#### WRITTEN TASK 1:
Can you reproduce, word for word, the prosecutor's story between "One way we operated" and "the risk/reward formula.", inclusive?
#### WRITTEN TASK 2:
Does each statement below agree with the prosecutor's story? Answer yes or no for each, and quote the words from the story that decide it.
(a) The Metropolitan police were merged into the state police.
(b) The narrator expected street drug use to stop once the big suppliers were caught.
(c) The drug in the case being described was heroin.
#### WRITTEN TASK 3:
What comes next in the prosecutor's story? Continue it from after its final sentence.

#### EXCERPTED PASSAGE:

>> BEGIN

Here’s a true story. As any of you who have followed me know that during my career as a prosecutor I did a lot of wiretaps. I did them in murder cases, organized crime cases, armed robberies, drug dealings, and anything that involved a group of people committing certain designated crimes. I used to also be responsible for overseeing the various task forces, state police, local police or a combination of them, and even with a police department no longer around, the Metropolitan police. They were morphed into the state police in one of those moves to streamline our ever-increasing police forces but most of its members were as different from state troopers as fish are from fowl.
One way we operated was our undercover cops doing drugs would try to locate the big drug dealers. The idea was to get the guys supplying the drugs, in this case I’m going to talk about it was cocaine. It was an enterprise of folly. We recognized that the drug use on the street would not stop. Someone always stepped in to fill the vacuum. It’s simple economics, wherever there is a demand a supplier will be found and the price will depend on the risk/reward formula.

>> END

#### INFORMATION GIVEN:
>> BEGIN

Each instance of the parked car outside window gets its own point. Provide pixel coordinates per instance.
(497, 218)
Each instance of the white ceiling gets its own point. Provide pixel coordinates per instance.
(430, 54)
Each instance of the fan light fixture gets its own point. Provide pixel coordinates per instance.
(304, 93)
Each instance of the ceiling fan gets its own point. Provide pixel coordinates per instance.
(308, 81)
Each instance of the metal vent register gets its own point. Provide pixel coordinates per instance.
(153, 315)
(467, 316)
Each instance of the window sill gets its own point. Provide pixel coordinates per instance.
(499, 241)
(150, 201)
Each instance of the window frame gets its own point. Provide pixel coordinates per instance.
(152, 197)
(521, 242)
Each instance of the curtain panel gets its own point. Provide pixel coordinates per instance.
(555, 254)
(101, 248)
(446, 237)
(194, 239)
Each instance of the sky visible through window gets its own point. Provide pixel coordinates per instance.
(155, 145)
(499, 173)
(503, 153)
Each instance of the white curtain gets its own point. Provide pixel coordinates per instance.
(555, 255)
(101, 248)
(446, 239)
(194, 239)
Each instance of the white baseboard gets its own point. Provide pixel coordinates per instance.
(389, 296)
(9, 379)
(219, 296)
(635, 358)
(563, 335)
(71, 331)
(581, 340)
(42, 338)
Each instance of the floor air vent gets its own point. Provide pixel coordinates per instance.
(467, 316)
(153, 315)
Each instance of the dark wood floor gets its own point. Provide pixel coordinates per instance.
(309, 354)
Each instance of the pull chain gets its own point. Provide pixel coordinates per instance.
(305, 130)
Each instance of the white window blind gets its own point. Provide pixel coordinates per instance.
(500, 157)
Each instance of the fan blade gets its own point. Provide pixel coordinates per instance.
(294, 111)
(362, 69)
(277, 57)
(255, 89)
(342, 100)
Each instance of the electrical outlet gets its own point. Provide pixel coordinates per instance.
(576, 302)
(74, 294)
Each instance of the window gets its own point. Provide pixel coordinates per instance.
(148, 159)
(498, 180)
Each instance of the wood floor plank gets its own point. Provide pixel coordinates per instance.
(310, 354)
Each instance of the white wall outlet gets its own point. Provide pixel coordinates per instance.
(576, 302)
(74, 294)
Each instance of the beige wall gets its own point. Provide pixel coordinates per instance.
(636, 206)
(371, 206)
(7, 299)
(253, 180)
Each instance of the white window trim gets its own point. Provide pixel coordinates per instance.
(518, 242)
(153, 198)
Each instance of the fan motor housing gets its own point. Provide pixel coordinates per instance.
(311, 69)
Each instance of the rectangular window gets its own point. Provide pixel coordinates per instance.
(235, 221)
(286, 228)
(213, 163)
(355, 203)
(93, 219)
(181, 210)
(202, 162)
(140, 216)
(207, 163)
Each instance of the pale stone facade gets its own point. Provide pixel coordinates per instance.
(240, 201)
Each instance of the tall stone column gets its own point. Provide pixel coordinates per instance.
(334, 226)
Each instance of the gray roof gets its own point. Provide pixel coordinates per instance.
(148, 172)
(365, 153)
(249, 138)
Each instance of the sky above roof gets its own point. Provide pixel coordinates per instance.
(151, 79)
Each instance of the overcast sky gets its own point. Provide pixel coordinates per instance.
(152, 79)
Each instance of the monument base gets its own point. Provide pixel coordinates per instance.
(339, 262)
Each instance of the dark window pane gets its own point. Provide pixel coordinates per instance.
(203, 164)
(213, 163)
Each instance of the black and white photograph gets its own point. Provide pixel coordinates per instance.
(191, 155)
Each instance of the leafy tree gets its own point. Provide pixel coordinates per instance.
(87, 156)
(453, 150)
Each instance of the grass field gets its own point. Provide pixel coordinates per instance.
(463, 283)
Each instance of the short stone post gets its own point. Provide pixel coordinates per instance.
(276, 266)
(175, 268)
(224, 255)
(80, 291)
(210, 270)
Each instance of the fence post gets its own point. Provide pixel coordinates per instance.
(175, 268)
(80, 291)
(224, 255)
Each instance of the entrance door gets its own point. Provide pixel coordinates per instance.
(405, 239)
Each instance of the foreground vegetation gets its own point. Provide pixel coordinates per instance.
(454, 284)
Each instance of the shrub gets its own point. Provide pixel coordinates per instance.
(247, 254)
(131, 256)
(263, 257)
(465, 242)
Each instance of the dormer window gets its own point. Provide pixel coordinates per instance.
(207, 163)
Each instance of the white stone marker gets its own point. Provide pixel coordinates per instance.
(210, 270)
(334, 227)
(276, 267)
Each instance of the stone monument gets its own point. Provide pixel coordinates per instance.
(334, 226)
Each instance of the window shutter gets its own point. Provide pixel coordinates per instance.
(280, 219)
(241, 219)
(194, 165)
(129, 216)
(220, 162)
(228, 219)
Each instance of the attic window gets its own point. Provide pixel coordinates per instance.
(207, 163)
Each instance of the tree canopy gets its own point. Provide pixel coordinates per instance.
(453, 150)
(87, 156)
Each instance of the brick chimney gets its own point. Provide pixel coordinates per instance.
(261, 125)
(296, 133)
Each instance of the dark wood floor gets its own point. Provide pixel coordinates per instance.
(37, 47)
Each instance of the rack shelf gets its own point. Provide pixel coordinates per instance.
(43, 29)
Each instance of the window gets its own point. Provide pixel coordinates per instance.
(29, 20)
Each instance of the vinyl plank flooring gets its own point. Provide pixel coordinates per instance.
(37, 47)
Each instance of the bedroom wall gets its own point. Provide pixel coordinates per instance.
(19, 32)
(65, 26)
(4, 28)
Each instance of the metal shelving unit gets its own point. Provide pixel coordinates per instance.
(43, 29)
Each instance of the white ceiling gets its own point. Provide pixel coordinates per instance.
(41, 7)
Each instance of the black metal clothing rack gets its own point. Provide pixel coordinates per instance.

>> END

#### WRITTEN REPLY 1:
One way we operated was our undercover cops doing drugs would try to locate the big drug dealers. The idea was to get the guys supplying the drugs, in this case I’m going to talk about it was cocaine. It was an enterprise of folly. We recognized that the drug use on the street would not stop. Someone always stepped in to fill the vacuum. It’s simple economics, wherever there is a demand a supplier will be found and the price will depend on the risk/reward formula.

#### WRITTEN REPLY 2:
(a) Yes: "They were morphed into the state police"
(b) No: "We recognized that the drug use on the street would not stop."
(c) No: "in this case I’m going to talk about it was cocaine"

#### WRITTEN REPLY 3:
But we believed it was better to at least try to do something to stop or slow down the onrush of cocaine rather than just surrendering. Also our job description made us people who enforced the laws and since distributing cocaine was illegal, we did what we were charged to do.
So here;s what happened in one investigation. The lieutenant in charge of the drug task force, I’ll call him Lt. Y, and one of the guys working in it I’ll call Sgt Mike came to my office. They told me a story which led me to believe a guy named Pete was a big cocaine dealer. Sgt Mike was working with an informant I’ll call Snitch.
I never knew the identity of these guys. I was told that Sgt Mike had been paying Snitch for information. Sgt Mike told me Snitch let him listen in on the telephone calls he made to Pete discussing the distribution of cocaine. This had been going on for a few weeks.
Sgt Mike would write down what was said between the parties. It was absolutely clear from the conversations Sgt Mike set out that Pete was a very big cocaine distributor. Snitch even produced a little cocaine he said he bought from Pete to back up the claims.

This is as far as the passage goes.